*Exercise directions*: Update the data below by replacing each "Target" with "Label" and leaving everything else unchanged. Leave the pictures out of your reply.

*Data entries*:
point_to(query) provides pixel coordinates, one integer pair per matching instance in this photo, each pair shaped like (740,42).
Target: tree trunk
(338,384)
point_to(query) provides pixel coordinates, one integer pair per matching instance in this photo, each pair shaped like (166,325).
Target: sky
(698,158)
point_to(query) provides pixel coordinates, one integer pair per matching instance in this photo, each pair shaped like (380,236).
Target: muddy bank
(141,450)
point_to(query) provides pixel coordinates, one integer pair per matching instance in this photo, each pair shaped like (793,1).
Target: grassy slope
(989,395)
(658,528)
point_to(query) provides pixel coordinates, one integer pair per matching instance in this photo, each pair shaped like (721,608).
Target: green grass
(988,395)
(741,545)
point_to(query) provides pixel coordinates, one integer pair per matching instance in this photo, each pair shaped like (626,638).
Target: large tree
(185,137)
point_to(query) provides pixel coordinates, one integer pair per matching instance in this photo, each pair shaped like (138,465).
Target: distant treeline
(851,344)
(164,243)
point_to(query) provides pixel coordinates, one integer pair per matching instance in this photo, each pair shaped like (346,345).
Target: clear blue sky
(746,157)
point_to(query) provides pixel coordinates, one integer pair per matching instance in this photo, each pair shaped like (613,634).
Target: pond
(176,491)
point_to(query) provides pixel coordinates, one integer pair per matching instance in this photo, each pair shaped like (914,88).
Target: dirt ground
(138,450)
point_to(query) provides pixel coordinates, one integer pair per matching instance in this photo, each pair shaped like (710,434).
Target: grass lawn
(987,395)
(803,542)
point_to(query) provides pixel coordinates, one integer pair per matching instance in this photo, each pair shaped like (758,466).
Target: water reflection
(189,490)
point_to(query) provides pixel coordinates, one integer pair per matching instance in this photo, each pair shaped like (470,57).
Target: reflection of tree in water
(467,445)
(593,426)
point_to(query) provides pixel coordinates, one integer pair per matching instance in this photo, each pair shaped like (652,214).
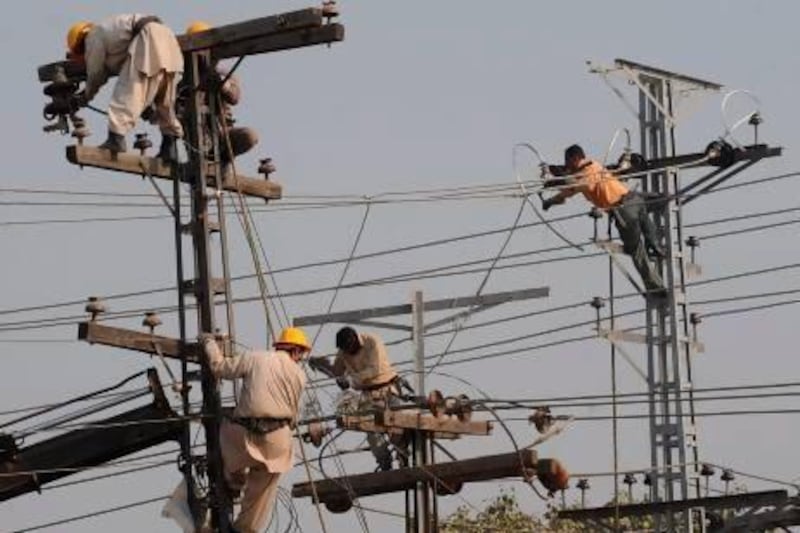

*Expected answer*:
point_to(query) provides pixel coordinates, one integer pair per matching instance in this photo, each pair shaped like (740,42).
Label: tree trunk
(338,384)
point_to(query) provides pixel coordinates, one integer pair per matching instance in this photo, each pair shaped like (166,325).
Label: sky
(698,158)
point_to(query) provides pixel coordinates, one integer pair per matching instance in this photo, each pair shaped like (380,236).
Label: muddy bank
(141,450)
point_to(query) provides pixel coordinates, one integer pair per matching instance in this photo, each pair shaped like (793,1).
Label: grassy slope
(989,395)
(658,528)
point_to(query) provides pixel coordinates, one integer pair per matching instance in this photo, each pair shaped like (721,608).
Label: green grass
(988,395)
(741,545)
point_to(query) provides pixel coordinates, one integer pair per matching instance in this photo, each pair shaped like (626,638).
Label: large tree
(185,137)
point_to(query) provides pixel coordinates, one integer pair per matching instance in this photo, each pair shaped like (138,465).
Label: distant treeline
(851,344)
(164,243)
point_to(query) provides pixel coordinates, one integer pair per matching instance in this photo, each pair shaped like (346,345).
Label: clear blue sky
(746,157)
point_to(query) provides pixel coordinates, one integer pair per matching instance in this photo, each pair shaped like (613,634).
Label: pond
(176,491)
point_to(query) provides pixel coordinates, one integer pair per matching instance in this photo, each pair shaped like (914,88).
Label: dirt ground
(138,450)
point_to(query) provides pixel coordinates, one integer pair per matching instance in this photo, each pair shaped like (710,434).
Label: grass lawn
(987,395)
(803,542)
point_to(query) provides pixel coordinates, one integer pair per matching instance in this photo, each pair shaped like (758,466).
Label: water reflection
(189,490)
point_to(query) provides pixel coordinates, one integer pair per matching instance in this photo, each pair shaped like (470,57).
Label: reflection of tree in water
(467,445)
(593,426)
point_to(query) provides pixel coordinates, one integer pair per matching instance in this photo, each pair shaped like (652,214).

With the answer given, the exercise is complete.